TASKS TO PERFORM:
- a) In the motion on Hawaii's birth registration law, which press published the Revised Laws of the Territory of Hawaii 1955?
- b) List every year that the motion on Hawaii's birth registration law mentions.
- c) Pick up the motion on Hawaii's birth registration law after its last sentence and keep writing.

(STUDY TEXT begins)

II. THE TERRITORIAL LAW 57 AND ITS SIMILARITY TO THE 1982 LAW OF THE STATE OF HAWAII

We attach to this new motion for judicial notice a copy of Chapter 57, “Vital Statistics,” the law concerning these matters as it was in the Territorial laws in question. The statute of the Territory thus attached is from the Revised Laws of the Territory of Hawaii 1955 in Three Volumes as published by the authority of the Territory of Hawaii by the Filmer Brothers Press, 330 Jackson Street, San Francisco, California. These three volumes comprise the statutes of the territory including the acts passed at the regular session of 1955 and the special session of 1956 as consolidated, revised and annotated. As can be seen, because we attach it also and request judicial notice thereof, these three volumes of the statutes of the Territory are certified by the chairman of the compilation commission of the Revised Laws of Hawaii 1955 as appointed by the Governor of the Territory of Hawaii under Act 179 of the Session Laws of Hawaii, 1953.
...

In our earlier motion we were wrong on one point, although the error is in the favor of appellants. The error that we made was due to our not at that time of the filing of the first motion being able to locate a copy of the territorial statutes as in effect before 1982. Upon locating and being able to review the applicable territorial statute we found that it was not exactly the same as the act set out in the major revision and codification of 1982, although similar. What in fact the territorial statute in effect before the 1982 statute sets out is an even greater latitude enabling and entitling persons to register a child for up to a year after its birth and to do so, if not attended by a locally licensed physician or midwife, for the parents or one of them to fill out the birth certificate or for a “local registrar” to fill out a birth certificate “from anyone having knowledge of the birth.” Thus a child born outside of Hawaii and attended by a non-Hawaii licensed health care provider or born unattended could get a Hawaii birth certificate nonetheless. After an initial discussion of that authority we will then request additionally that the Court take judicial notice as a legislative fact of the Act which put into place the 1982 statute which is still in place and which replaced the territorial acts.

(STUDY TEXT ends)
(SOURCE DATA begins)

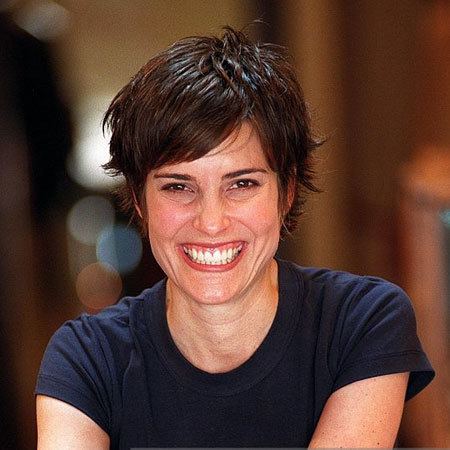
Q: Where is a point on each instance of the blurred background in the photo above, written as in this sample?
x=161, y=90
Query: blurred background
x=377, y=77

(SOURCE DATA ends)

TASK-BY-TASK RESULTS:
- a) The Filmer Brothers Press, 330 Jackson Street, San Francisco, California.

- b) 1982, 1955, 1956, 1953

- c)
...

The specific Act of the state legislature which brought the attached territorial statute up to date and incorporated it into that Code was Act 182 H.B. No. 3016-82. We ask the Court to take judicial notice of that Act as thus passed in 1982 at this time. The actual Act 182 says, inter alia:

Upon application of an adult or the legal parents of a minor child, the director of health shall issue a birth certificate for such adult or minor, provided that the proof has been submitted to the director of health that the legal parents of such individual while living without the Territory or State of Hawaii had declared the Territory or State of Hawaii as their legal residence for at least one year immediately preceding the birth or adoption of such child.
In this way, to quote further from the Act, “state policies and procedures” of Hawaii accommodate even “children born out of State.”
...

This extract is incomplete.